- Stored items
* * * * *
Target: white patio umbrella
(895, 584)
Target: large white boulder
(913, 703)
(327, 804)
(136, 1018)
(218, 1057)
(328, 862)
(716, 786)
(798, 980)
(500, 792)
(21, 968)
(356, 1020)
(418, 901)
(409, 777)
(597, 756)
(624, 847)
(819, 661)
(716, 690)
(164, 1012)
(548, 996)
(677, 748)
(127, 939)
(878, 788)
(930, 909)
* * * * *
- DIRECTION
Rewrite the entries above, changing every "white" to "gray" and leaving all else the same.

- ANSWER TO THIS PROBLEM
Target: gray patio umbrella
(895, 584)
Target: large gray boulder
(913, 703)
(327, 804)
(136, 1018)
(218, 1057)
(328, 862)
(716, 786)
(798, 980)
(500, 792)
(21, 968)
(356, 1020)
(418, 901)
(409, 777)
(597, 756)
(624, 847)
(819, 661)
(716, 690)
(164, 1012)
(548, 996)
(677, 748)
(127, 939)
(878, 788)
(930, 909)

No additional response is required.